◆ **Do this**
In the news article below about a Pew poll of views of America, list every country where, according to the poll, China was rated favorably more often than the United States.

◆ **Text to read**
● ● ● ● ●
Many hold unfavorable views of America, but Washington's tsunami aid and promotion of democracy have helped reverse the trend.

June 24, 2005|Sonni Efron | Times Staff Writer

WASHINGTON — America's battered image abroad has improved slightly over the last year, boosted in Europe, Russia and the Middle East by U.S. aid to tsunami victims and the Bush administration's focus on promoting democracy, according to a new poll.

However, Muslims and Europeans continued to hold mostly unfavorable opinions of the United States, and large majorities in most nations do not believe U.S. foreign policy takes their interests into account, the 16-nation survey by the Pew Research Center found.

"Anti-Americanism is entrenched in many countries in the world, especially in Europe," said Andrew Kohut, director of the Pew Global Attitudes Project. "But we have seen some progress," he added, notably in India and Indonesia, where the U.S. image improved dramatically following widely hailed American aid after the Indian Ocean tsunami in December.

The survey shows that "it's possible for the United States to make progress," Kohut said, although he said anti-Americanism remained a major problem.

In France, for example, 62% of those surveyed had a favorable view of the U.S. five years ago. That dropped to 37% in 2004 but edged up to 43% this year, the survey found.

Attitudes toward the U.S. also improved slightly over the 2004 findings in Germany, Spain, Russia and Pakistan. But the U.S. image improved dramatically in Jordan and Lebanon, where pressure from President Bush contributed to Syria's decision to withdraw its troops.

In India, where economic and political relations with America are improving, U.S. favorability jumped from 54% in 2002 to 71% in 2005. And in Indonesia, the U.S. favorability rating jumped from 15% in 2003 to 38% in 2005, even though 47% of those surveyed said they were less favorably inclined toward the U.S. as a result of its calls for more global democracy.

China was rated favorably more often than the United States in Britain, France, Germany, Spain, the Netherlands and Russia, the poll found. In Canada, 58% of respondents said they had a favorable view of China, and 59% said they had a favorable view of the U.S.

The Pew survey interviewed 16,766 people in 16 nations for its ninth annual survey. Its findings have been closely watched, including by the administration, particularly since U.S. approval ratings crashed on the eve of the Iraq war.
● ● ● ● ●
◆ **Dataset excerpts**
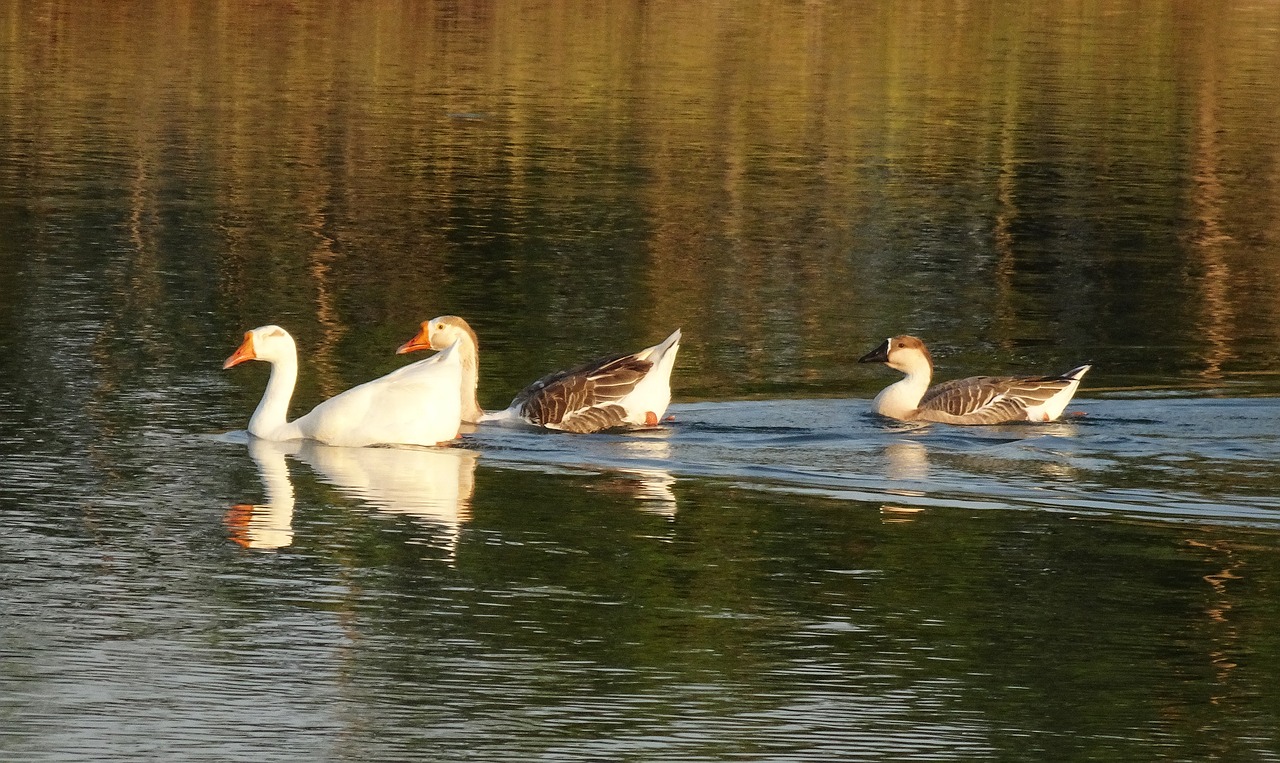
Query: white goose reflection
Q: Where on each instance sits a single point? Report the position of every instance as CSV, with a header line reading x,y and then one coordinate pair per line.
x,y
652,485
266,525
430,484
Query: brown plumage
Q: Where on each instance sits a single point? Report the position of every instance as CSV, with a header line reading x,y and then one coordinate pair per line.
x,y
977,400
579,400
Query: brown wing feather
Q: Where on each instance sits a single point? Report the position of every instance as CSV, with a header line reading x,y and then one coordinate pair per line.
x,y
577,400
988,400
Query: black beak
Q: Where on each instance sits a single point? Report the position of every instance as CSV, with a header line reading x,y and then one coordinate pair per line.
x,y
877,356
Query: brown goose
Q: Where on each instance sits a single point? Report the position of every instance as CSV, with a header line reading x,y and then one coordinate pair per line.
x,y
977,400
621,391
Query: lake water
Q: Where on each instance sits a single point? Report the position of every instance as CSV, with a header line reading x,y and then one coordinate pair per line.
x,y
772,575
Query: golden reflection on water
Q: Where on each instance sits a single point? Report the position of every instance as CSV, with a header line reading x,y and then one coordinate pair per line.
x,y
786,178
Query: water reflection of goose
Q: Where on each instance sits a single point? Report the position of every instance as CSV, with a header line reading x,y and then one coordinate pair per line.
x,y
977,400
653,487
430,484
622,391
266,525
414,405
908,461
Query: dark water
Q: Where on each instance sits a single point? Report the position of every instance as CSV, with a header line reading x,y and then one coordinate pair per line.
x,y
775,574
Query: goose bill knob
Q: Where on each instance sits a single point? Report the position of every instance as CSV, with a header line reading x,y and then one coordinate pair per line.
x,y
880,355
242,353
420,341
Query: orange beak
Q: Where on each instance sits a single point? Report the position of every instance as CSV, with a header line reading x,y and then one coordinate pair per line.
x,y
420,341
243,352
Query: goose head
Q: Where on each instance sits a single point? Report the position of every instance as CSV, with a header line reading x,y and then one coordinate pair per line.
x,y
440,333
268,343
904,353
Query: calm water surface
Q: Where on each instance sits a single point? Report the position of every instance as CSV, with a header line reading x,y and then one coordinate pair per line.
x,y
772,575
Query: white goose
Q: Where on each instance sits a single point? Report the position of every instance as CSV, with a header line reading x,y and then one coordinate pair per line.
x,y
621,391
416,405
977,400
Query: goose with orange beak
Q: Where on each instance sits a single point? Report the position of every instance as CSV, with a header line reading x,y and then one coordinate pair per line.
x,y
416,405
617,392
977,400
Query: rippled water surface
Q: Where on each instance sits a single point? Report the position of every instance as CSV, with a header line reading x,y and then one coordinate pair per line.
x,y
771,575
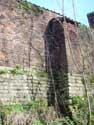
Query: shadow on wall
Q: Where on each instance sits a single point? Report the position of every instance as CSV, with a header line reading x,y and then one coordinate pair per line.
x,y
57,66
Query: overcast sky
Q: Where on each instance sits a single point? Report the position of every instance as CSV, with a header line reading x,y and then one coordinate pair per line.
x,y
82,7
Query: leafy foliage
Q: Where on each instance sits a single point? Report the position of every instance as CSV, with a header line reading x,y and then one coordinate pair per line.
x,y
29,6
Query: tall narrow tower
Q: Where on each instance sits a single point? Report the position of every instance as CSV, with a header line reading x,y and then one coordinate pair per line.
x,y
91,19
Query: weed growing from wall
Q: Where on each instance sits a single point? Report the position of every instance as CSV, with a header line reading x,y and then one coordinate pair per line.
x,y
29,6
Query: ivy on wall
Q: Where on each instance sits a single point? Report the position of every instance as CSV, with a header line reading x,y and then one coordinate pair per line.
x,y
29,6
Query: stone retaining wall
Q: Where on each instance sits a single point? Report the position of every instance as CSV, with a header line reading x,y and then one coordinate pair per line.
x,y
22,87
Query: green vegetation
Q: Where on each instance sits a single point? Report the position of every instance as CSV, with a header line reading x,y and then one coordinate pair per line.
x,y
17,70
40,114
29,6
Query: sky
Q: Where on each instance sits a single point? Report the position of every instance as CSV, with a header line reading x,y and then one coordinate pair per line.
x,y
82,7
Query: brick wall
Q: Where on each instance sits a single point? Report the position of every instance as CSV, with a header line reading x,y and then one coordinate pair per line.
x,y
22,87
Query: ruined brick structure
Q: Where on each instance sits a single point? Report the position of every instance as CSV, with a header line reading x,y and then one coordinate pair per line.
x,y
40,39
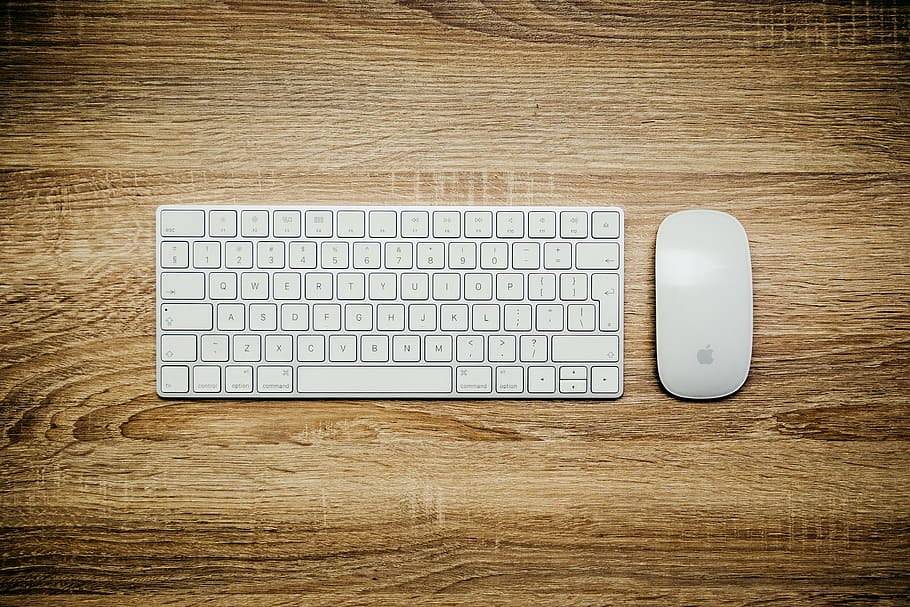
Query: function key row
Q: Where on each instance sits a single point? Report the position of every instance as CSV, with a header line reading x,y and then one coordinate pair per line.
x,y
413,223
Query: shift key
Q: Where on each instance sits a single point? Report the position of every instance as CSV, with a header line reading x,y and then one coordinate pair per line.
x,y
186,317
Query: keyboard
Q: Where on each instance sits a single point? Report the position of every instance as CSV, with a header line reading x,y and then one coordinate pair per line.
x,y
389,302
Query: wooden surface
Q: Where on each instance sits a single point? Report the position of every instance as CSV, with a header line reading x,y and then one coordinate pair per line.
x,y
791,115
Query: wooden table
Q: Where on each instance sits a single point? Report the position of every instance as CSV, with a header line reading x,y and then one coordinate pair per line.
x,y
791,115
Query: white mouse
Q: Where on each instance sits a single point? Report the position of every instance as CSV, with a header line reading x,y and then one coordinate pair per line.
x,y
703,289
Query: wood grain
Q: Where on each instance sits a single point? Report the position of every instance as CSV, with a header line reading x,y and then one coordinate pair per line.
x,y
791,115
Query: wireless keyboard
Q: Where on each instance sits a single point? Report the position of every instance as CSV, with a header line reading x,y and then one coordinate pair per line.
x,y
390,302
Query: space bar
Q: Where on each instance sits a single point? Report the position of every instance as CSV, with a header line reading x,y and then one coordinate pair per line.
x,y
337,379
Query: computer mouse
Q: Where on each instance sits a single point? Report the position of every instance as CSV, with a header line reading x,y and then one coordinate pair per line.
x,y
703,289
● ● ● ● ●
◆ **Full answer**
Britain, France, Germany, Spain, the Netherlands, Russia